- TO BE DONE -
Output the data that opens with the line containing "Reviewer note: every instance of the woman" and closes with the line containing "column 13, row 109", both included, as a Markdown table with the columns Row and Data line. Number each line in order and leave out blank lines.
━━━━━ GIVEN RECORDS ━━━━━
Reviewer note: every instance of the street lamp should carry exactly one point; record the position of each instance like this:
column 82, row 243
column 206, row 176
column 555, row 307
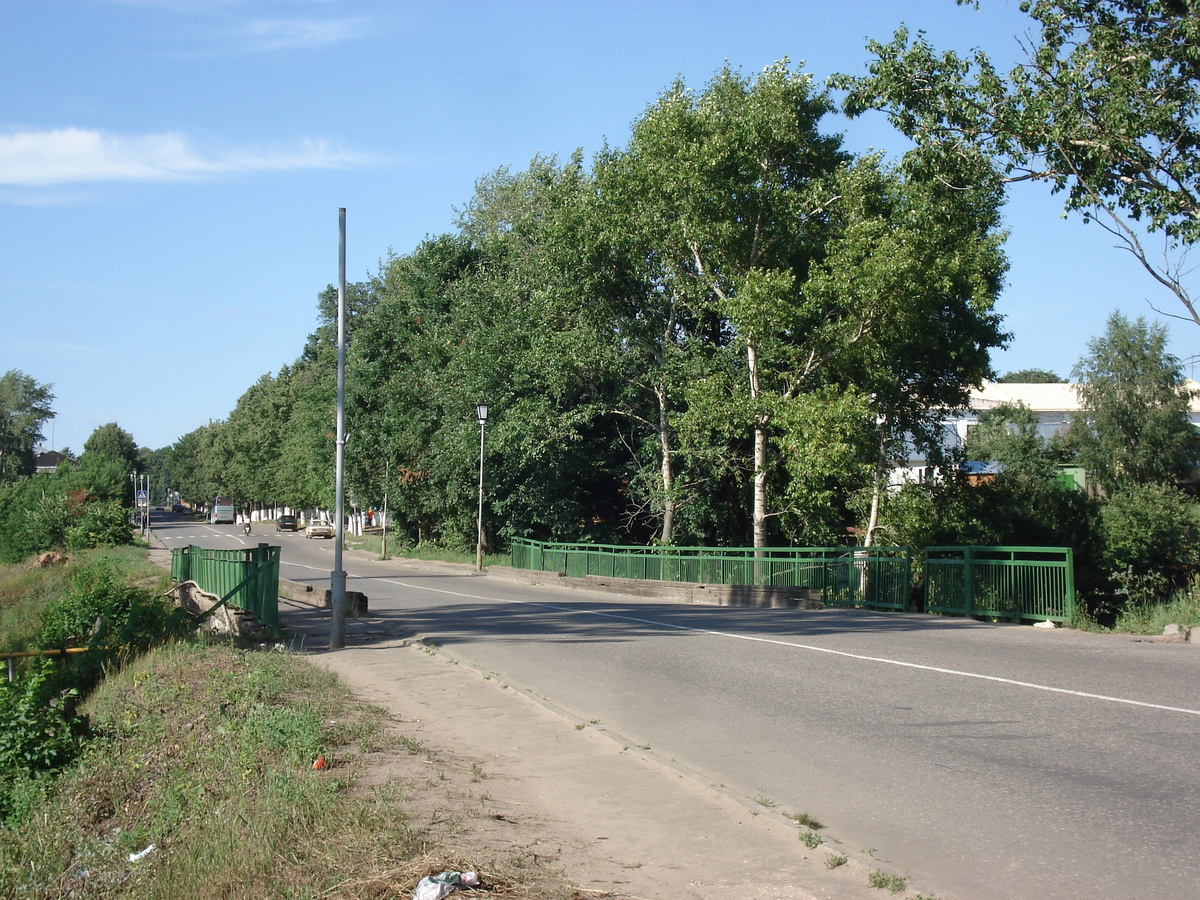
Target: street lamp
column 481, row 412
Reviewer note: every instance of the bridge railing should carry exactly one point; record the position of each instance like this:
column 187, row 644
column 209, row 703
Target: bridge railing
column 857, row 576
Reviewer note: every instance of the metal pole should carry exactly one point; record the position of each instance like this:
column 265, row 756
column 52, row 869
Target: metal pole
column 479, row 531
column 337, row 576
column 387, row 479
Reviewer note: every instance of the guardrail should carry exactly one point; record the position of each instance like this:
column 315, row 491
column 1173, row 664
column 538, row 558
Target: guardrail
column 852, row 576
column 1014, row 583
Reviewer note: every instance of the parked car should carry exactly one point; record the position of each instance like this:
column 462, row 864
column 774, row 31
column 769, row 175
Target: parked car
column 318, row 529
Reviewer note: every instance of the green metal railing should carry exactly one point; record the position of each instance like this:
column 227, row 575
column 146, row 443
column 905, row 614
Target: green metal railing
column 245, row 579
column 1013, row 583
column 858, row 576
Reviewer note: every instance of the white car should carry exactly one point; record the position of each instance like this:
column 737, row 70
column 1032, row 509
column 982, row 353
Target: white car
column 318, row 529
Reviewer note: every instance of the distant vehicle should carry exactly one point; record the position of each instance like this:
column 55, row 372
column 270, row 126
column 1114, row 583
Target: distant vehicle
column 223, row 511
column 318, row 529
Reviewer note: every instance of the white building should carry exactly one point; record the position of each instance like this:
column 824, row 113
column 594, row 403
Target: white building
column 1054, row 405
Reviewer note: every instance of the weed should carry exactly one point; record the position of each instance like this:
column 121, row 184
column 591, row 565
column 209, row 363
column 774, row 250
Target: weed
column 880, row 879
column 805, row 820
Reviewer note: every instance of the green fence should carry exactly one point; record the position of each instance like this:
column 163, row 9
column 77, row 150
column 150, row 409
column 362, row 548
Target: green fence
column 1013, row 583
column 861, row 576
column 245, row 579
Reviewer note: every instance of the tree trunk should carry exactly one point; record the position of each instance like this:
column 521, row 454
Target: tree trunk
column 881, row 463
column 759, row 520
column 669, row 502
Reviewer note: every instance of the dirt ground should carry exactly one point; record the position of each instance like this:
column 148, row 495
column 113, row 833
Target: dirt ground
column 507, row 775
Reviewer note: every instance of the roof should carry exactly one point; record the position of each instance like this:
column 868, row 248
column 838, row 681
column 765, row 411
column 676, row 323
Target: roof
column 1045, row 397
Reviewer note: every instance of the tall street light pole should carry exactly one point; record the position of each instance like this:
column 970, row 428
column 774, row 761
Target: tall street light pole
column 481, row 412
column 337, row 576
━━━━━
━━━━━ GIVEN RECORDS ━━━━━
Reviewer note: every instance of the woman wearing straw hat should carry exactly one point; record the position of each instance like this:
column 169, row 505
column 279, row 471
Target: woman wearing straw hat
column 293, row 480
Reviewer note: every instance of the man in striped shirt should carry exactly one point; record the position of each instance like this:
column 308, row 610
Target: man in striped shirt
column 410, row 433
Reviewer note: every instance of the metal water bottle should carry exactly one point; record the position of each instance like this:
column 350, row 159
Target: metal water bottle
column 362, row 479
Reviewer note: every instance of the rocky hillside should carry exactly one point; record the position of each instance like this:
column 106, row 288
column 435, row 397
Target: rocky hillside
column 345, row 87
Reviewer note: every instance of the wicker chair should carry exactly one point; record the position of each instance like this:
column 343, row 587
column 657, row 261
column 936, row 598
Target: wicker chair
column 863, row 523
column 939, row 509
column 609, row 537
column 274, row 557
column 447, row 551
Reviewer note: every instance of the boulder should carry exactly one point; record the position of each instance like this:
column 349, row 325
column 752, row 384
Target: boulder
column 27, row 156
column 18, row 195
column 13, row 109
━━━━━
- EXERCISE RESPONSE -
| Row | Data line |
|---|---|
| 1 | Reviewer note: every instance of the woman wearing straw hat should carry exactly one point; record the position of each instance like this: |
| 2 | column 169, row 505 |
| 3 | column 279, row 471 |
| 4 | Target: woman wearing straw hat |
| 5 | column 293, row 480 |
| 6 | Reviewer note: every instance of the man in striped shirt should carry exactly one point; record the position of each instance like this: |
| 7 | column 308, row 610 |
| 8 | Target: man in striped shirt |
| 9 | column 410, row 433 |
| 10 | Reviewer note: every instance of the metal water bottle should carry exactly one point; record the position of each instance like this: |
| 11 | column 350, row 159 |
| 12 | Target: metal water bottle |
| 13 | column 362, row 479 |
| 14 | Reviewer note: every instance of the rocky hillside should carry exactly one point; record the position of each instance like this: |
| 15 | column 106, row 288 |
| 16 | column 435, row 397 |
| 17 | Target: rocky hillside |
| 18 | column 345, row 87 |
| 19 | Reviewer note: every instance of the wicker chair should carry exactly one point; record the position of each instance like this: |
| 20 | column 343, row 587 |
| 21 | column 657, row 261 |
| 22 | column 936, row 598 |
| 23 | Target: wicker chair |
| 24 | column 863, row 523 |
| 25 | column 939, row 509 |
| 26 | column 609, row 537 |
| 27 | column 274, row 557 |
| 28 | column 447, row 551 |
| 29 | Reviewer note: every instance of the boulder should carry exactly one point; record the position of each instance like this: |
| 30 | column 349, row 325 |
| 31 | column 752, row 384 |
| 32 | Target: boulder |
| 33 | column 27, row 156 |
| 34 | column 18, row 195 |
| 35 | column 13, row 109 |